COMPLETE THE FOLLOWING
**A)** In the DataRobot walkthrough, which badge marks the best predictive model at the top of the Leaderboard?
**B)** Carry on the DataRobot walkthrough with the passage that follows its final sentence.

STUDY TEXT

'''

Next, set your project options, target, partitioning method, and feature list. Then you will start Autopilot and wait for it to finish.

In [16]:

group_cv = dr.GroupCV(20, 5, ["Patient ID"])

project.analyze_and_model(
    # Set the target as the no_show column
    target="no_show",
    # Don't limit the worker count
    worker_count="-1",
    # Group partition on the Patient ID column
    partitioning_method=group_cv,
    mode=dr.AUTOPILOT_MODE.QUICK,
    # Set the feature list that was created above
    featurelist_id=fl.id,
)

# Uncomment the next line to print out a link that can be used to access the project UI in DataRobot
# display(HTML(f'Now you can navigate to the models page of the new project or <a target="_blank" rel="noopener noreferrer" href="https://app.datarobot.com/projects/{project.id}/models">click this link</a>'))

project.wait_for_autopilot(verbosity=0)

Navigate to project in the UI

Once the project is created and Autopilot has finished, you should navigate to the project in the UI. Use the following cell to retrieve the name of the project.

In [17]:

print(project_name)

no_show_enriched_1686808709

Analyze models

Exploratory Data Analysis

Navigate to the Data tab to learn more about your data.

Click each feature to see a histogram that represents the relationship of the feature with the target.
The Feature Associations tab visualizes clusters of related columns.

Leaderboard

You can click on the Models tab to view the Leaderboard and see generated models as they build.

From the Leaderboard, click on any model to reveal the blueprint—the pipeline of preprocessing steps, modeling algorithms, and post-processing steps. Autopilot will continue building models until it selects the best predictive model for the specified target feature. This model is at the top of the Leaderboard, marked with the Recommended for Deployment badge.

Please see the DataRobot documentation for more information.

Evaluation

After you have clicked on a model, under the Evaluate tab, view the ROC Curve. The information here can be used to calculate the ROI of the solution. ROI is directly related to how you operationalize the model.

For this use case, the goal is to build a call list that results in changing the outcome for patients that might not have shown up, while minimizing the number of people called that would have attended without prompting. You can do so by assigning payoffs for the True Positives and False Positives of the payoff matrix.

'''

[Region pointing data]

'''

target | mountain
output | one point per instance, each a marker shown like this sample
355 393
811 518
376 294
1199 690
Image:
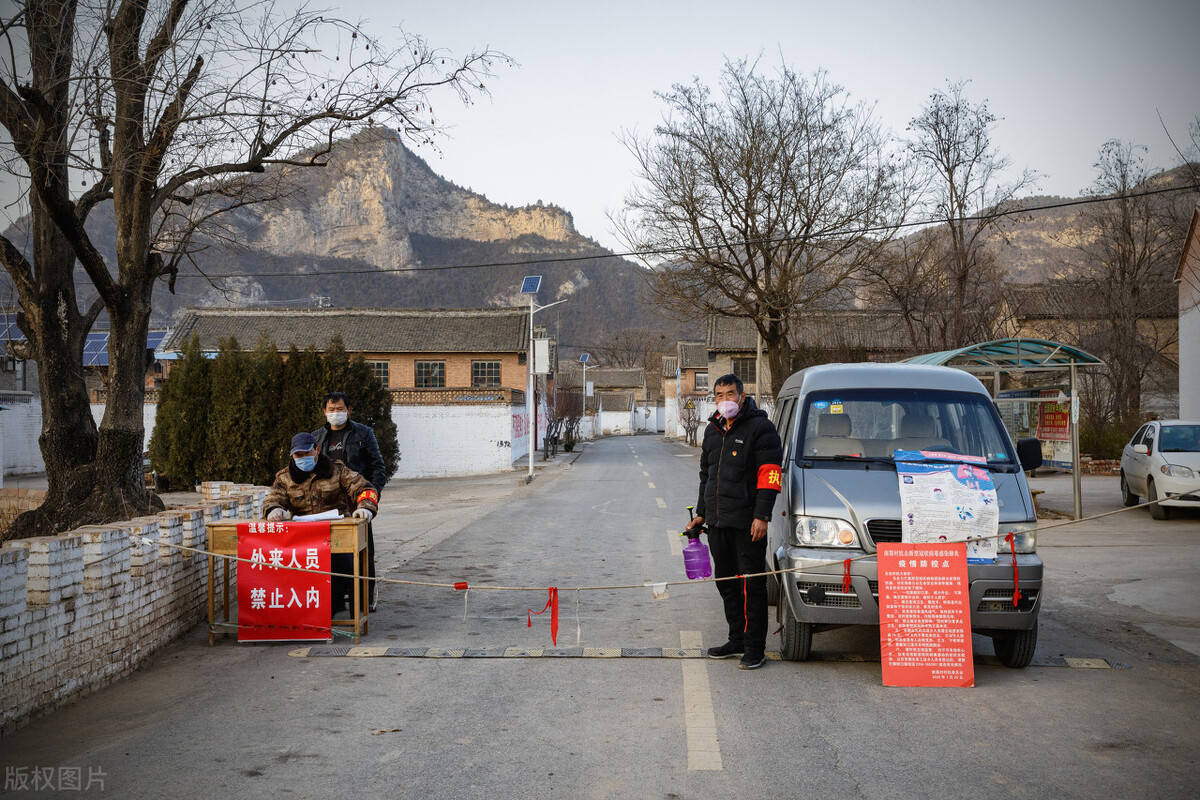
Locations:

'''

RESPONSES TO THE EXERCISE
**A)** The Recommended for Deployment badge.

**B)**
Choose Add Payoff in the Matrix pane and enter values for True Positive and False Positive. For example: TP=$120 and FP=-$5
For metrics, select False Positive Rate (Fallout), Positive Predictive Value (Precision), and Average Profit.

Choosing a True Positive payout of $120 indicates saving $120 for every patient that shows up once called. A false positive payout of -$5 reflects the cost of $5 to make the call.

The decision boundary suggested for max profit is not practical because almost 20% of appointments (the Fallout rate) would require a personalized reminder. Adjust where on the curve to set that target for the model.

Click on different points of the ROC curve to see what the recall rate looks like for Fallout values of 5% and 10%.
At 5%, the precision is roughly 27% and average profit is roughly $3
At 10%, the precision is roughly 21% and the average profit is roughly $3.40

Choosing a Fallout of roughly 6% gives a proffit of roughly $3 which is in range for this use case.

Insights

There are many ways within DataRobot to veiw insights into why a patient might not show. Below are the most relavent for this use case, all found under the Understand tab of the Leaderboard.

Feature Impact

Feature Impact is one way to view which features are driving model decisions. A large impact means model performance deteriorates significantly when this feature is removed. Features with low impact may still contribute to the model.

For this use case Hist No Show, Appointment/Schedule Delta, Distance, Appointment Reason, and Alcohol Consumption are the most impactful features.

One would agree that these features are likely the features that would impact if someone will show up for an appointment. For example, if that person has a history of not showing up then it makes sense to predict they won’t in the future.